* _Short problem 1_: Output the rows below as a two-column CSV with columns named "request" and "answer", one line for each request, each value in a single quoted field with line breaks replaced by spaces. Include only the rows from the line containing "ceiling fan instead" down to the line containing "x=316, y=257", with both of those lines included.

* _Page_:
◇ ◇ ◇ ◇ ◇
Friday, April 6, 2012

Toronto Social Review: Toronto Taste 2012

Toronto Social Review: Toronto Taste 2012: Join us for the most coveted culinary event of the year - Toronto Taste ! Presented by The Daniels Corporation , indulge your senses!

Second Harvest rescues perishable food from trade shows, restaurants, grocery stores, and distributors that would otherwise so to waste and delivers it to social services agencies in Toronto like soup kitchens and shelters. 40% of the recipients of Second Harvest's food are children.

Please go. There is no better food event in Toronto, truly.

Monday, September 27, 2010

Omakase at Yuzu

This is a super belated post about the breathtaking omakase I had in late April with mom at my favourite restaurant, Yuzu, at Adelaide and Duncan. The nine courses below were an impossible $70/person, which included two servings of toro each. How is this possible?

First Course: Oyster shooter with ponzu, quail egg, and uni. This is much less scarier than it seems. It tastes like the ocean.

Second Course: Okra stuffed with sea bream, rapini wrapped with napa cabbage, and miso duck breast. Like little savoury petit fours.

Third Course: Chawanmushi. Smooth and comforting.

Fourth Course: Toro and sea bream. The gold foil was perfectly a propos.

Fifth Course: Clear seafood soup. Beautifully clean with generous amounts of seafood.

Sixth Course: Breaded lamb. We were encouraged to pick it up by the tin-foiled handle and gnaw the meat off the bone.

Seventh Course: Sushi. I can't remember the two on the left, but the two on the right are amaebi and toro (again!).

Eighth Course: Gindara black cod with miso on magnolia leaf.

Ninth Course: Sake cheesecake. This was fantastic. I ate mine and most of mom's.

Yuzu is just too good to be true. I could eat there every day. For the omakase, make reservations at least one day in advance; otherwise, you can usually just walk in.
◇ ◇ ◇ ◇ ◇
(Rows from a collection)
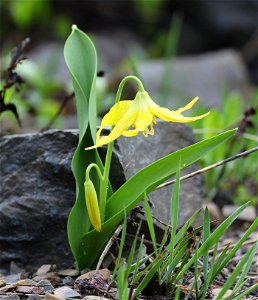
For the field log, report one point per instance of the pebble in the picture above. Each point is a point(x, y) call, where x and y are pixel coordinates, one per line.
point(10, 297)
point(26, 282)
point(45, 269)
point(46, 284)
point(34, 297)
point(12, 278)
point(30, 289)
point(105, 273)
point(69, 272)
point(68, 280)
point(66, 292)
point(51, 276)
point(94, 298)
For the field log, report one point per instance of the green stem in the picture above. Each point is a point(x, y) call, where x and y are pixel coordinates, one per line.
point(122, 83)
point(87, 173)
point(104, 182)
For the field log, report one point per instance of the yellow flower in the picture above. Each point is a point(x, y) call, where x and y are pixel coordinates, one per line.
point(92, 205)
point(131, 117)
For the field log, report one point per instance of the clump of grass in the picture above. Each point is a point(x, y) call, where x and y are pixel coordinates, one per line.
point(183, 252)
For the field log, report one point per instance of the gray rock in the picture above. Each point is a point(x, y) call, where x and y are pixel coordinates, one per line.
point(38, 189)
point(201, 75)
point(136, 153)
point(37, 193)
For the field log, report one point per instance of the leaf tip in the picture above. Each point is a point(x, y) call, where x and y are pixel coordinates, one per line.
point(74, 27)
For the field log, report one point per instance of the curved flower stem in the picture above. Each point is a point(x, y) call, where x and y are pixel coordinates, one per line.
point(87, 172)
point(122, 83)
point(104, 182)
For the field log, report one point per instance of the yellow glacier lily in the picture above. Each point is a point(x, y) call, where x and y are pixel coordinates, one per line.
point(129, 117)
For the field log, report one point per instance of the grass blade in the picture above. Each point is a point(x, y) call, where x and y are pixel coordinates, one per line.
point(150, 223)
point(246, 292)
point(252, 228)
point(237, 270)
point(213, 238)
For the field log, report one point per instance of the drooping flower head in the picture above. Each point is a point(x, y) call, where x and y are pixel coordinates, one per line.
point(129, 117)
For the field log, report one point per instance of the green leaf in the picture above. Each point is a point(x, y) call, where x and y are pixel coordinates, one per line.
point(130, 194)
point(80, 57)
point(212, 239)
point(247, 259)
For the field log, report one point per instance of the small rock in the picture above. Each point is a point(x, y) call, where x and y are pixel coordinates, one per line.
point(29, 289)
point(12, 278)
point(7, 288)
point(105, 273)
point(46, 284)
point(94, 298)
point(68, 280)
point(247, 215)
point(34, 297)
point(10, 297)
point(53, 297)
point(45, 269)
point(27, 282)
point(69, 272)
point(93, 282)
point(52, 277)
point(14, 269)
point(66, 292)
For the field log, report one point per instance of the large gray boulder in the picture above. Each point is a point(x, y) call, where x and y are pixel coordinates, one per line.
point(38, 189)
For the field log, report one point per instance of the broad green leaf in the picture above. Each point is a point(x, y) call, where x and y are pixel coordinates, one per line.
point(130, 194)
point(247, 259)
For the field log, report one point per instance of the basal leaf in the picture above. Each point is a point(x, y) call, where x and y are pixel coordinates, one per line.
point(129, 195)
point(81, 59)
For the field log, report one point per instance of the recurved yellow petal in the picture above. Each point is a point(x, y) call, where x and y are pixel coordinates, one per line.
point(131, 117)
point(114, 115)
point(92, 205)
point(170, 116)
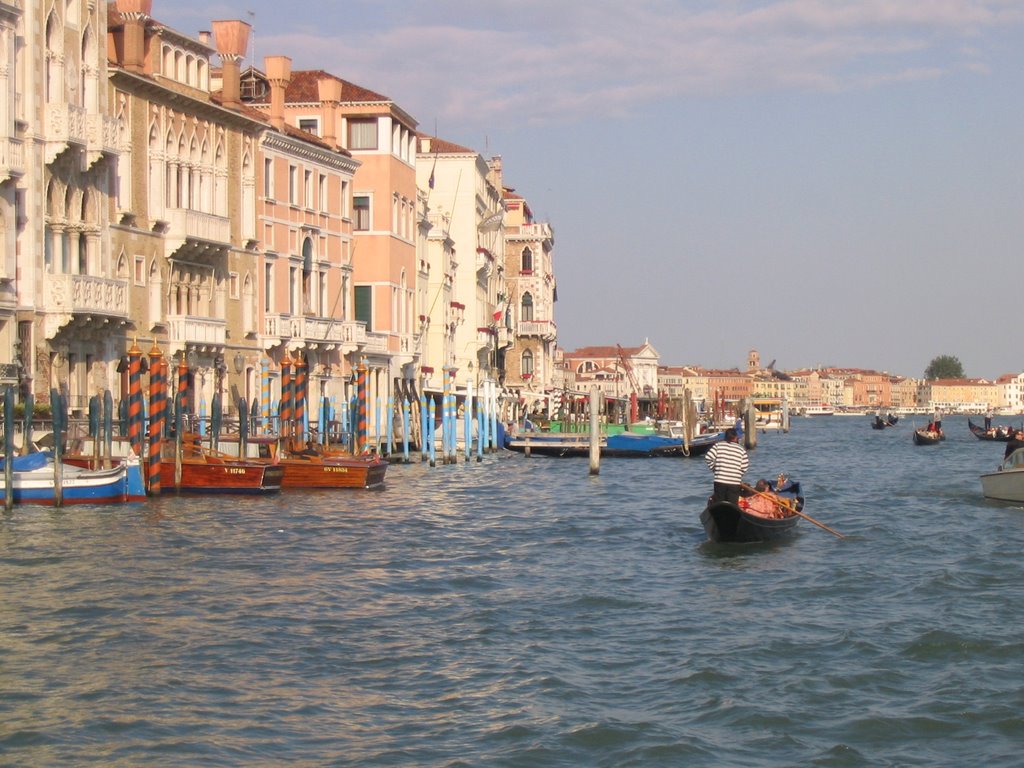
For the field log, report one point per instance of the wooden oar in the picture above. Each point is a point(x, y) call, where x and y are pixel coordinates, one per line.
point(793, 509)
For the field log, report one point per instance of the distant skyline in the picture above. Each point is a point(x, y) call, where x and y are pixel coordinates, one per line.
point(833, 183)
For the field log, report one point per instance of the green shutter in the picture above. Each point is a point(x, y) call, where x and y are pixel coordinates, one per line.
point(365, 305)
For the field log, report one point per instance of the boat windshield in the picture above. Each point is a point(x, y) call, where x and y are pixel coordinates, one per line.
point(1015, 460)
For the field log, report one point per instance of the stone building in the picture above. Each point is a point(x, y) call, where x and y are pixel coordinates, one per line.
point(184, 236)
point(305, 287)
point(529, 307)
point(72, 294)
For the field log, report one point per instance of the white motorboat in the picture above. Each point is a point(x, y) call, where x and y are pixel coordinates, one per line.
point(1007, 483)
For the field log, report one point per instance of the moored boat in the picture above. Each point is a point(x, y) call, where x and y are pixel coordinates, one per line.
point(926, 436)
point(312, 467)
point(203, 471)
point(34, 481)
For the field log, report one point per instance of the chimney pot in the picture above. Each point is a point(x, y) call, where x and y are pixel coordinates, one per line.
point(279, 72)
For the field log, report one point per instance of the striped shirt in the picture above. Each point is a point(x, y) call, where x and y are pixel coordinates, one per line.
point(728, 461)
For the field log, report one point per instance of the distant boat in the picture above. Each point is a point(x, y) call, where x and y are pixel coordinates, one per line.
point(998, 434)
point(1007, 483)
point(889, 421)
point(203, 471)
point(33, 481)
point(925, 436)
point(621, 445)
point(819, 411)
point(312, 467)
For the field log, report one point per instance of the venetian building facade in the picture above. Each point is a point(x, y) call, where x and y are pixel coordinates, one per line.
point(11, 171)
point(184, 233)
point(305, 287)
point(72, 296)
point(532, 291)
point(466, 208)
point(380, 136)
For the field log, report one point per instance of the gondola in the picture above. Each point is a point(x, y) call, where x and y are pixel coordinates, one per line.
point(924, 436)
point(997, 434)
point(726, 522)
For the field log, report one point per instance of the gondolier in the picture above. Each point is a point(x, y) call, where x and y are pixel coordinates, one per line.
point(728, 462)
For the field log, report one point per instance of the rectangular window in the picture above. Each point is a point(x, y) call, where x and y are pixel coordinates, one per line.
point(268, 178)
point(364, 305)
point(268, 288)
point(363, 134)
point(360, 210)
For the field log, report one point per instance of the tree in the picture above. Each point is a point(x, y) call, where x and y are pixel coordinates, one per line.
point(944, 367)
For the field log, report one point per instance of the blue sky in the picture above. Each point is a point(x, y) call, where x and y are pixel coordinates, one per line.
point(830, 182)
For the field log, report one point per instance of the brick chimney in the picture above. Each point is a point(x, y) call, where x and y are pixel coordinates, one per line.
point(135, 13)
point(329, 90)
point(231, 39)
point(279, 73)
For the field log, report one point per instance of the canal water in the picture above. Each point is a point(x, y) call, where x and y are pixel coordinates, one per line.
point(520, 612)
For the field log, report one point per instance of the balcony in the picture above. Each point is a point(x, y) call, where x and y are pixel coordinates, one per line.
point(102, 133)
point(192, 330)
point(84, 299)
point(66, 127)
point(193, 235)
point(11, 159)
point(545, 329)
point(285, 328)
point(375, 344)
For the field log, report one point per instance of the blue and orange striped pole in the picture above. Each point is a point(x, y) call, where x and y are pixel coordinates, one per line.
point(158, 411)
point(264, 392)
point(285, 415)
point(360, 404)
point(182, 403)
point(135, 421)
point(300, 395)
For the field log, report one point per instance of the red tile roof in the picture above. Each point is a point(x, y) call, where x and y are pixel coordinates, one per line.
point(440, 146)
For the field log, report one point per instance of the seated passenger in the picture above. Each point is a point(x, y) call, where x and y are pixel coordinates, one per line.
point(764, 503)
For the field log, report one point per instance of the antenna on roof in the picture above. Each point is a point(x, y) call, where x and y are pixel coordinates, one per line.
point(252, 37)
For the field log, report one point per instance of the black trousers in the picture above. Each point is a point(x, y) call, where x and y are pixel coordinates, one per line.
point(725, 492)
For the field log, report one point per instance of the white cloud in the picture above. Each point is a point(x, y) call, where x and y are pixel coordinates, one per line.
point(540, 60)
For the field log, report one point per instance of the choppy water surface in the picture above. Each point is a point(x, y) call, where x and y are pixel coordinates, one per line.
point(519, 612)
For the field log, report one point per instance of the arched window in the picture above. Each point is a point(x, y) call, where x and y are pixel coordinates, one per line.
point(54, 60)
point(156, 295)
point(526, 308)
point(307, 271)
point(248, 305)
point(527, 364)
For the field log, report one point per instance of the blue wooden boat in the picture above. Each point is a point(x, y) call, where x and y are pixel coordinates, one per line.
point(33, 481)
point(621, 445)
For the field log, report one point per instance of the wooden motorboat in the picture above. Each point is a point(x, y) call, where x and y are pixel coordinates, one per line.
point(314, 467)
point(997, 434)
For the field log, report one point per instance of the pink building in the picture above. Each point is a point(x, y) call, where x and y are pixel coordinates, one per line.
point(380, 136)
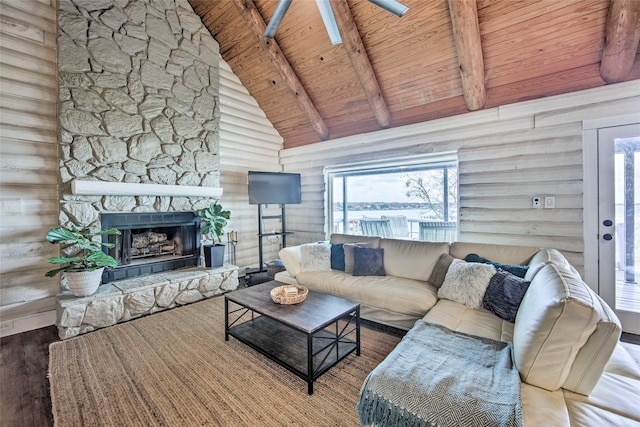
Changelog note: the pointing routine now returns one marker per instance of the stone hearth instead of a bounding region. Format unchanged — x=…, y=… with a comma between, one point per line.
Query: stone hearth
x=124, y=300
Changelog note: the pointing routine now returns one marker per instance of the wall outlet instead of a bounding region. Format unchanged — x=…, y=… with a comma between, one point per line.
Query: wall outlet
x=536, y=202
x=549, y=202
x=6, y=326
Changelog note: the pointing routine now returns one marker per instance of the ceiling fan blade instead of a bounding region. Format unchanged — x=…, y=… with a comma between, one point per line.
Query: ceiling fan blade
x=392, y=6
x=329, y=21
x=276, y=19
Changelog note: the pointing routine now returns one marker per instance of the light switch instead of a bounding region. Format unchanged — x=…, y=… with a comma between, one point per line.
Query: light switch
x=549, y=202
x=536, y=202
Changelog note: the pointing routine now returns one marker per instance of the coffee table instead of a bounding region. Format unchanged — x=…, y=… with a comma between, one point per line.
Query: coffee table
x=306, y=338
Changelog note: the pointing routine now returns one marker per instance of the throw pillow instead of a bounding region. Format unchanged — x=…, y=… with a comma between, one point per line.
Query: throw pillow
x=348, y=254
x=504, y=295
x=316, y=256
x=337, y=256
x=517, y=270
x=440, y=270
x=368, y=261
x=466, y=282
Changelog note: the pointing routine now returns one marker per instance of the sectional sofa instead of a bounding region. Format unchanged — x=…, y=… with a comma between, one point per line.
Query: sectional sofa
x=564, y=338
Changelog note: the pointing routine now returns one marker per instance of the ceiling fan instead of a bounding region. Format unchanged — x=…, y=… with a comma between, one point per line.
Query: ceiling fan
x=329, y=20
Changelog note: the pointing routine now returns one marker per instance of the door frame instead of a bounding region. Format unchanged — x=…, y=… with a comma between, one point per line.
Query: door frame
x=591, y=230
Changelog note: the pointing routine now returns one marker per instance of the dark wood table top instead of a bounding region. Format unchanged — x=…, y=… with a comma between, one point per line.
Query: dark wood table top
x=314, y=313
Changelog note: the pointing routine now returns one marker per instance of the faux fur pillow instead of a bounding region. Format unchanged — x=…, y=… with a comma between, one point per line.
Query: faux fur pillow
x=466, y=282
x=349, y=260
x=316, y=257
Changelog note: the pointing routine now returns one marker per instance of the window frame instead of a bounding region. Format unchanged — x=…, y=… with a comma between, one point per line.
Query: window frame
x=377, y=167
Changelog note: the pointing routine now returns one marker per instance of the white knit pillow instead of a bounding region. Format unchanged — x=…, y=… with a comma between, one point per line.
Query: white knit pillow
x=466, y=282
x=316, y=256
◇ ◇ ◇ ◇ ◇
* _Short problem 2_: According to the blog page, how much did the nine-course omakase at Yuzu cost per person?

* _Response 1_:
request,answer
"Changelog note: the pointing routine now returns one marker per instance of the ceiling fan instead of a bounding region. Format unchanged — x=…, y=… with a comma between, one point per line. Query: ceiling fan","x=329, y=20"
"Changelog note: the pointing routine now returns one marker per instance of the door frame instead of a bounding region. Format unchanged — x=…, y=… with a comma between, one point per line. Query: door frame","x=591, y=230"
"Changelog note: the pointing routine now returns one marker per instance of the dark wood table top instead of a bounding region. Format unchanged — x=…, y=… with a comma between, one point per line. Query: dark wood table top","x=314, y=313"
"Changelog note: the pointing routine now returns one marker per instance of the faux fur pillow instead of a bounding region. Format unchanged — x=…, y=… with a comma between, one point per line. Query: faux fur pillow","x=466, y=282 x=349, y=260 x=316, y=257"

* _Response 2_: $70 per person, which included two servings of toro each.